= Provided records =
· · ·

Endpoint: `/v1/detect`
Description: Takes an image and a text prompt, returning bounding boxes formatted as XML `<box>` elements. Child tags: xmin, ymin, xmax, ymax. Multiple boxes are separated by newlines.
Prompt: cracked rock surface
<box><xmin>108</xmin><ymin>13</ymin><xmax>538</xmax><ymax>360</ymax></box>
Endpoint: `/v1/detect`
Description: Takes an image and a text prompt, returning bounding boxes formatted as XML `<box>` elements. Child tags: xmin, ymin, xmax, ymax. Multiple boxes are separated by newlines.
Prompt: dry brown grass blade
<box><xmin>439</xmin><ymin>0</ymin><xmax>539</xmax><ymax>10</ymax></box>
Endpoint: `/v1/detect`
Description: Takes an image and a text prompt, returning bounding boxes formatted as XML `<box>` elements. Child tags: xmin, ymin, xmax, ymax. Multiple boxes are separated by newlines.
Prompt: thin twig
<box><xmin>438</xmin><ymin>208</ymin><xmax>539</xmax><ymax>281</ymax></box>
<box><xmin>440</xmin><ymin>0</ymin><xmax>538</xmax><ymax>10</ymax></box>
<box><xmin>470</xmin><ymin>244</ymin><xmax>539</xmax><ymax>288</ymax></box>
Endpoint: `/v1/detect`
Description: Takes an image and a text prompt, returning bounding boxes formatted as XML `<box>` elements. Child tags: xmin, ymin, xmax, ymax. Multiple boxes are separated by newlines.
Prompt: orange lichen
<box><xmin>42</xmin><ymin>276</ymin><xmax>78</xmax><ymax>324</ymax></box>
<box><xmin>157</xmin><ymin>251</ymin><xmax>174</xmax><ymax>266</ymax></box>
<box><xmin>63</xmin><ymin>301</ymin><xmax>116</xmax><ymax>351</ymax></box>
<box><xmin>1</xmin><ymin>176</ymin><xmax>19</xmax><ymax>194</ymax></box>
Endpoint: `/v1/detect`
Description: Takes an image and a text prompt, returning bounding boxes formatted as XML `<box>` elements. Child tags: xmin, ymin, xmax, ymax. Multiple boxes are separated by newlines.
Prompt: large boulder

· · ·

Please retype every entry above exactly as it stands.

Endpoint: `/v1/detect`
Description: Takes an image and a text prompt, returning bounding boxes formatted as XML `<box>` elements. Child tags: xmin, ymin, xmax, ymax. Multiple boxes are separated by newlines.
Prompt: cracked rock surface
<box><xmin>108</xmin><ymin>13</ymin><xmax>538</xmax><ymax>360</ymax></box>
Endpoint: `/v1/detect`
Description: Takes an image and a text prompt, returning bounding boxes formatted as XML `<box>` elements. Child tags: xmin, ymin, xmax, ymax. Multiple boxes are separated by newlines.
Prompt: dry brown grass blade
<box><xmin>439</xmin><ymin>0</ymin><xmax>539</xmax><ymax>10</ymax></box>
Endpoint: `/v1/detect`
Description: Takes an image and a text prompt, returning bounding boxes formatted as XML `<box>` elements. Child tags: xmin, ymin, xmax, ymax. Multiple boxes are separated by newlines.
Prompt: thin twig
<box><xmin>438</xmin><ymin>208</ymin><xmax>539</xmax><ymax>281</ymax></box>
<box><xmin>440</xmin><ymin>0</ymin><xmax>538</xmax><ymax>10</ymax></box>
<box><xmin>470</xmin><ymin>244</ymin><xmax>539</xmax><ymax>288</ymax></box>
Endpoint: `/v1/detect`
Description: Takes an image and a text prompt, returning bounding boxes formatted as XML `<box>` elements. Child tags: xmin, ymin, xmax, ymax. Multiple boxes are separated by newlines.
Prompt: orange lichen
<box><xmin>42</xmin><ymin>276</ymin><xmax>78</xmax><ymax>324</ymax></box>
<box><xmin>157</xmin><ymin>251</ymin><xmax>174</xmax><ymax>266</ymax></box>
<box><xmin>63</xmin><ymin>301</ymin><xmax>116</xmax><ymax>351</ymax></box>
<box><xmin>1</xmin><ymin>176</ymin><xmax>19</xmax><ymax>194</ymax></box>
Endpoint: `/v1/detect`
Description: Takes an image and a text prompt, returning bounding boxes formatted as XML `<box>` elements. Child tags: xmin, ymin, xmax, ymax. Multiple boxes are separated by newlines.
Prompt: large boulder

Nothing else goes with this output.